▶ [YOUR INSTRUCTIONS] Omit all pictures, then retype the data exactly as given.

▶ [DATA SHOWN]
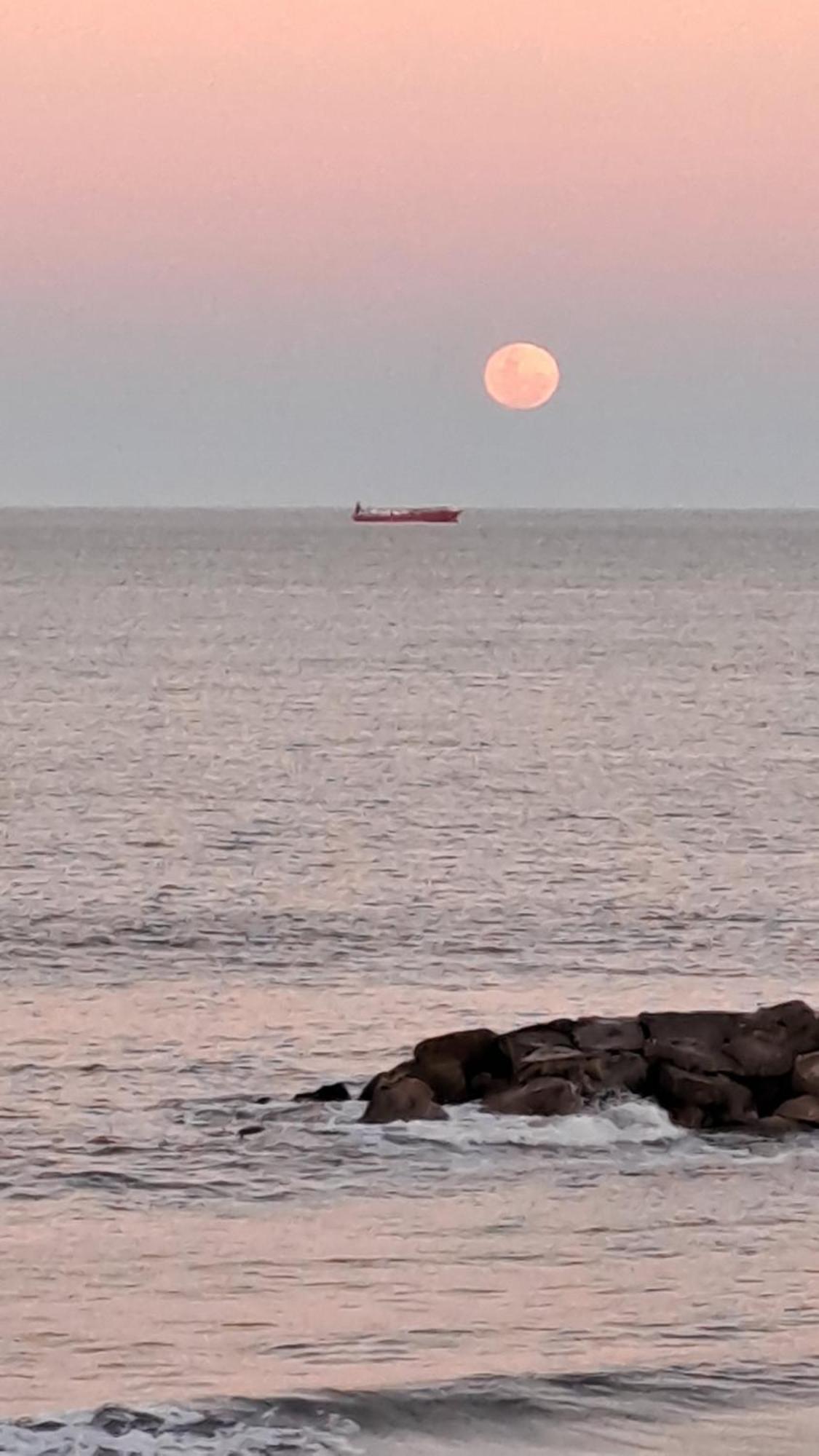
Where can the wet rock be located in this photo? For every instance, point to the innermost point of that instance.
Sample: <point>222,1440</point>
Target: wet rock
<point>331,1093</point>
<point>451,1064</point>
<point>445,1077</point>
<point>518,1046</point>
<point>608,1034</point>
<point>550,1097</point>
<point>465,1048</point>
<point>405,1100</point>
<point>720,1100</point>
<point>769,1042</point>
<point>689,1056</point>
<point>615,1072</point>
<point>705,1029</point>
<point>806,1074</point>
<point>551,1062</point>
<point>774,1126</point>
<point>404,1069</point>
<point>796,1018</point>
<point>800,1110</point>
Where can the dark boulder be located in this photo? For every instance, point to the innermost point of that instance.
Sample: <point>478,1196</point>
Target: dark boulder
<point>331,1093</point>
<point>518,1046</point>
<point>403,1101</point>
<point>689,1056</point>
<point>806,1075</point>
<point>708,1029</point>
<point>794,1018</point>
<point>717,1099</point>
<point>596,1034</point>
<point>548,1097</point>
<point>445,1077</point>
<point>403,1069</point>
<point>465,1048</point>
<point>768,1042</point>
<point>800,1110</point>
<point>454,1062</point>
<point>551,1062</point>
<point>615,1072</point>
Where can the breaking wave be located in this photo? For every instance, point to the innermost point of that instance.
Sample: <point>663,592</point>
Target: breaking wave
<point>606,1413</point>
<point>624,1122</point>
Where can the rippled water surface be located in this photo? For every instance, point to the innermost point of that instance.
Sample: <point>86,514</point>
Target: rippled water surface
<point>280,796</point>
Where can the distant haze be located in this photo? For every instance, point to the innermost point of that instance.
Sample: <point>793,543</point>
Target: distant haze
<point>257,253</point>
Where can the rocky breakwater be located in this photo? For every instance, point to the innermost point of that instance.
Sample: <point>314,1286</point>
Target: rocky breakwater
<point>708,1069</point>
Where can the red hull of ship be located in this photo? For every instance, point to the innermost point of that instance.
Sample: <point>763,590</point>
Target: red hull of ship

▶ [FINISHED TASK]
Where can the wet rock be located in this photo? For every instance, point to the innermost point of that instance.
Sample: <point>222,1440</point>
Target: wet rock
<point>331,1093</point>
<point>451,1064</point>
<point>445,1077</point>
<point>518,1046</point>
<point>608,1034</point>
<point>550,1097</point>
<point>465,1048</point>
<point>405,1100</point>
<point>720,1100</point>
<point>769,1042</point>
<point>689,1056</point>
<point>615,1072</point>
<point>705,1029</point>
<point>806,1074</point>
<point>551,1062</point>
<point>774,1126</point>
<point>404,1069</point>
<point>796,1018</point>
<point>800,1110</point>
Where can the dark boulder be located in this photo? For every instance, point to the innermost point of that instance.
Sample: <point>478,1196</point>
Target: dark boulder
<point>331,1093</point>
<point>518,1046</point>
<point>403,1101</point>
<point>689,1056</point>
<point>806,1075</point>
<point>708,1029</point>
<point>794,1018</point>
<point>717,1099</point>
<point>596,1034</point>
<point>548,1097</point>
<point>445,1077</point>
<point>403,1069</point>
<point>465,1048</point>
<point>768,1042</point>
<point>800,1110</point>
<point>454,1062</point>
<point>551,1062</point>
<point>615,1072</point>
Where can the breaking wave be located in this photo? For every instance, point to the innermost point of that instance.
Sample: <point>663,592</point>
Target: breaking wave
<point>606,1413</point>
<point>624,1122</point>
Where can the rippled water surface be located in this photo? For every instance, point to the innermost point of that instance.
Sample: <point>86,514</point>
Target: rippled water surface
<point>280,796</point>
Where can the distant haze be located in this photo? For every instance, point to the innermost point of that instance.
Sample: <point>793,543</point>
Target: distant haze
<point>257,253</point>
Where can the rocky breakwater be located in this photo? For every instance, point to the innermost point of that instance.
Sample: <point>314,1286</point>
Target: rocky breakwater
<point>708,1069</point>
Where can the red hull of ship be located in this photo? For every instance, point to the innermost point of that instance.
Sample: <point>763,590</point>
Target: red hull of ship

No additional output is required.